> _Exercise_:
Would you return the data below exactly as it stands, with every picture left out?

Items from a data source
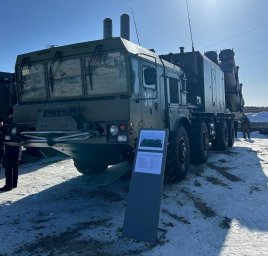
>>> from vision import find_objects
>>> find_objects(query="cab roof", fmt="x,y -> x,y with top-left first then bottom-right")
16,37 -> 182,72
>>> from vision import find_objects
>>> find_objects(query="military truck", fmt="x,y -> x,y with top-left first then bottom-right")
0,72 -> 16,121
4,14 -> 243,180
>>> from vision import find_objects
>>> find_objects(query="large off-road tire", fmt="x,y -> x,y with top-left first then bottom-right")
166,125 -> 190,181
190,121 -> 209,164
227,120 -> 235,147
73,159 -> 108,175
212,120 -> 228,151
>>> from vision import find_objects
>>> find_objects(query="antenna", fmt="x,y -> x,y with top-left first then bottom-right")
185,0 -> 195,52
128,0 -> 141,45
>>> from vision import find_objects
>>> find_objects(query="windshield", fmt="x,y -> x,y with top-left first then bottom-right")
18,51 -> 128,102
49,58 -> 83,98
85,51 -> 128,96
20,63 -> 46,101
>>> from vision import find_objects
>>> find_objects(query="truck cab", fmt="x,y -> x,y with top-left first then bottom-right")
6,37 -> 188,175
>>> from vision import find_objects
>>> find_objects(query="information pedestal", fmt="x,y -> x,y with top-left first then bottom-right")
123,129 -> 168,243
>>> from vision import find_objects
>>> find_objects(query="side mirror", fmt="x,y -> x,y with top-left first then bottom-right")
144,67 -> 156,85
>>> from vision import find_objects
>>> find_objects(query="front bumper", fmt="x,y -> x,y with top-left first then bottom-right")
4,121 -> 130,147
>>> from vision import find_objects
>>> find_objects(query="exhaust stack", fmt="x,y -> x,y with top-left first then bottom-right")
103,18 -> 112,39
120,14 -> 130,40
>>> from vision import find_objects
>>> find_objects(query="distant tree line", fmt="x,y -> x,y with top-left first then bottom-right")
244,106 -> 268,113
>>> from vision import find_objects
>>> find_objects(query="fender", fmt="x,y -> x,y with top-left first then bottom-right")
173,115 -> 191,133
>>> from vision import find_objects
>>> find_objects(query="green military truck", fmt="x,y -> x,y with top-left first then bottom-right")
4,15 -> 243,181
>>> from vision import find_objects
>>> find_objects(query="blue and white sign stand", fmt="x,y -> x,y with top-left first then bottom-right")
123,129 -> 169,243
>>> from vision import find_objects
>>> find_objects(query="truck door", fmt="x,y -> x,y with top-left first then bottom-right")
129,58 -> 143,138
140,61 -> 161,128
211,69 -> 217,108
167,76 -> 182,129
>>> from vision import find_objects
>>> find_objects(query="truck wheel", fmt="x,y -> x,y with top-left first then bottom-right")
167,125 -> 190,181
212,120 -> 228,151
190,121 -> 209,164
73,159 -> 108,175
227,120 -> 235,147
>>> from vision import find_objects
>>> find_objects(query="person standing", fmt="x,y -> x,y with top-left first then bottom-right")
241,114 -> 251,139
0,145 -> 21,191
0,119 -> 4,171
0,109 -> 21,192
234,120 -> 238,138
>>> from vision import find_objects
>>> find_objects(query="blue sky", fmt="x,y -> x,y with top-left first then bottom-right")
1,0 -> 267,106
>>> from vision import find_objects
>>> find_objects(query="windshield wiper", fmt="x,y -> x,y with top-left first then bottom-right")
88,45 -> 102,90
49,51 -> 62,93
19,57 -> 30,93
88,60 -> 93,90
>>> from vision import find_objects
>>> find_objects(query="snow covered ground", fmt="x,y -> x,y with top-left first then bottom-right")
1,133 -> 268,255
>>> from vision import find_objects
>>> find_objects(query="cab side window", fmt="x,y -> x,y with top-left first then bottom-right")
169,77 -> 180,104
142,66 -> 156,90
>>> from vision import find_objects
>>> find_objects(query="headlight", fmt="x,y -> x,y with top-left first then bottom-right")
110,125 -> 119,136
11,127 -> 17,136
5,135 -> 11,141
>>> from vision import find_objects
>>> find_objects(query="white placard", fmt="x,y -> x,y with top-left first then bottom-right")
134,151 -> 163,175
138,130 -> 165,151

> _Exercise solution_:
>>> from vision import find_objects
>>> find_objects(query="cab roof", fmt="x,y -> x,y with top-left first then bottom-right")
16,37 -> 182,72
>>> from vision import find_objects
>>> find_objects(query="military truck", fmt="x,y -> x,y with top-left first then bottom-right")
0,72 -> 16,121
4,14 -> 243,180
>>> from vision import find_objects
>>> find_objects(query="large off-road tire", fmt="x,y -> x,y with top-left first then bottom-right")
166,125 -> 190,181
190,121 -> 209,164
227,120 -> 235,147
73,159 -> 108,175
212,120 -> 228,151
>>> from vision import find_objects
>>> find_objects(query="antenna", fmt="x,y -> x,y with top-left first then bottom-right")
185,0 -> 195,52
128,0 -> 141,45
>>> from vision import find_objects
>>> find_objects(query="windshield", fmt="x,y -> x,y with top-left first then bottom-right")
18,51 -> 128,102
49,58 -> 83,98
85,51 -> 128,96
20,63 -> 46,101
>>> from vision import find_objects
>>> find_objects(query="truck cab", fmt="x,y -> x,y with top-left first then bottom-right")
6,37 -> 188,175
>>> from vision import find_objects
>>> find_objects(query="information pedestal", fmt="x,y -> x,y with top-left first then bottom-right")
123,129 -> 168,243
>>> from vision import find_objects
>>> find_objects(query="side mirror", fmt="x,y -> x,y with top-left first then bottom-right")
144,67 -> 156,85
>>> from vision import find_objects
>>> find_objects(query="front bumper", fmt="x,y -> x,y with top-left first then bottom-right")
4,121 -> 130,147
>>> from vision import find_objects
>>> find_objects(query="exhaust stack", fmt="x,y -> x,y with top-left first then bottom-right")
103,18 -> 112,39
120,14 -> 130,40
>>> from vision import find_objects
>>> find_objects(query="distant tree line", fmt="x,y -> x,y with top-left first then bottom-right")
244,106 -> 268,113
>>> from vision import find_objects
>>> find_objects(query="fender", fmt="x,y -> x,y with top-left first then bottom-right")
173,115 -> 191,133
>>> from vision import find_objects
>>> find_objects(query="green military truck", fmt="x,y -> x,y with top-left first then bottom-right")
4,15 -> 243,181
>>> from vision import find_objects
>>> find_objects(query="blue and white sign stand", fmt="x,y -> x,y with top-left first then bottom-right")
123,129 -> 169,243
>>> from vision import find_objects
>>> find_objects(query="truck door", fmt="x,y -> x,y with top-left first then bottom-right")
129,58 -> 143,138
140,61 -> 161,128
211,69 -> 217,108
167,76 -> 182,129
>>> from vision import find_objects
>>> find_objects(query="truck wheel", fmt="x,y -> x,y with top-left first then bottom-right")
167,125 -> 190,181
212,120 -> 228,151
190,121 -> 209,164
73,159 -> 108,175
227,120 -> 235,147
>>> from vision import find_objects
>>> find_objects(query="person standing", fmt="x,y -> x,y with top-left first then bottom-right")
241,114 -> 251,139
0,145 -> 21,191
0,119 -> 4,171
0,109 -> 21,192
234,120 -> 238,138
>>> from vision import find_objects
>>> find_objects(query="blue sky", fmt="x,y -> x,y with top-left first then bottom-right")
1,0 -> 267,106
>>> from vision import find_objects
>>> find_objects(query="windshield wiper", fmt="x,y -> x,y with top-left first then bottom-right")
88,45 -> 102,90
49,51 -> 62,93
19,57 -> 30,93
88,60 -> 93,90
>>> from vision import find_objects
>>> find_objects(query="snow covered ground", fmt="x,y -> x,y with top-left first then bottom-right")
1,133 -> 268,255
>>> from vision import find_objects
>>> find_objects(query="cab side window", fmt="x,y -> x,y with top-left first then bottom-right")
169,77 -> 180,104
142,66 -> 156,90
>>> from vision import find_objects
>>> find_objects(query="headlight", fmt="x,y -> x,y with top-left first then bottom-right")
110,125 -> 119,136
11,127 -> 17,136
5,135 -> 11,141
>>> from vision import find_objects
>>> find_objects(query="white placard", fmt="x,y -> x,y with top-left first then bottom-right")
134,151 -> 163,175
138,130 -> 165,151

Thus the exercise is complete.